**Written problem:**
Return each line of the rows below that contains the string "right". Matching is case-sensitive.

— Begin —

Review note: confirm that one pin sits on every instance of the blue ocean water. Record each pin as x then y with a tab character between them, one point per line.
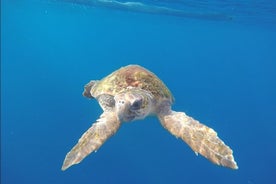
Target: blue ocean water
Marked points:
221	71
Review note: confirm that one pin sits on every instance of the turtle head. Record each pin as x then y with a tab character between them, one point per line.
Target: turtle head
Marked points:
133	104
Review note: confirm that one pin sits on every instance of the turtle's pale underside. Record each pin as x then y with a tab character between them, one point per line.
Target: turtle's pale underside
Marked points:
132	93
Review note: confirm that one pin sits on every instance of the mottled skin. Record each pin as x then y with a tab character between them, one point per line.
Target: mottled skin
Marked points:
132	93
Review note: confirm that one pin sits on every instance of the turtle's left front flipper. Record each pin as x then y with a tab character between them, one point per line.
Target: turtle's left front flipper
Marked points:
93	138
200	138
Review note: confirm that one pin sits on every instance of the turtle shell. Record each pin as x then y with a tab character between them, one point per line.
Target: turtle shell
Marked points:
132	76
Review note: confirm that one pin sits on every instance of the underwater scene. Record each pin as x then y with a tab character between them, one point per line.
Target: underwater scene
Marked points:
138	91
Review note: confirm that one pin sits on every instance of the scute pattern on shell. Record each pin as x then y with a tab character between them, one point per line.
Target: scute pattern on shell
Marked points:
132	76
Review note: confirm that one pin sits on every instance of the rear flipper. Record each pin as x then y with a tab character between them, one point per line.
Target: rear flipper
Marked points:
200	138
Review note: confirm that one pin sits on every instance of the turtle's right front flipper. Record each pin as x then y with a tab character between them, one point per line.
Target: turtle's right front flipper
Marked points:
200	138
92	139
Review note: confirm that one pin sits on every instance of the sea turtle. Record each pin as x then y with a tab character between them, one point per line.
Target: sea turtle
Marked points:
132	93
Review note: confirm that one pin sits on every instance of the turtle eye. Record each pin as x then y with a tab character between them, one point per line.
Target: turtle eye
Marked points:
136	104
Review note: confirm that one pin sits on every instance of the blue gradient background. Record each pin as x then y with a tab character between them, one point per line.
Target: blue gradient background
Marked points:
220	72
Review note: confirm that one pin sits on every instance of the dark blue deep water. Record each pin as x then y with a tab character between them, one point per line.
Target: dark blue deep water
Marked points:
217	57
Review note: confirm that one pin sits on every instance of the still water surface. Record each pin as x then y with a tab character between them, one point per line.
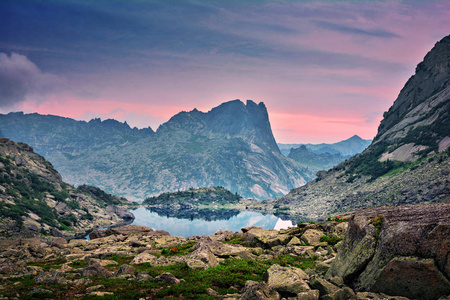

— End —

**Answer to this task:**
Review note: confirm that one pin sits on every instance of the turtle's right front flipper. Record each pin as x then y with a tab character between them, one point per line.
Target: turtle's right front flipper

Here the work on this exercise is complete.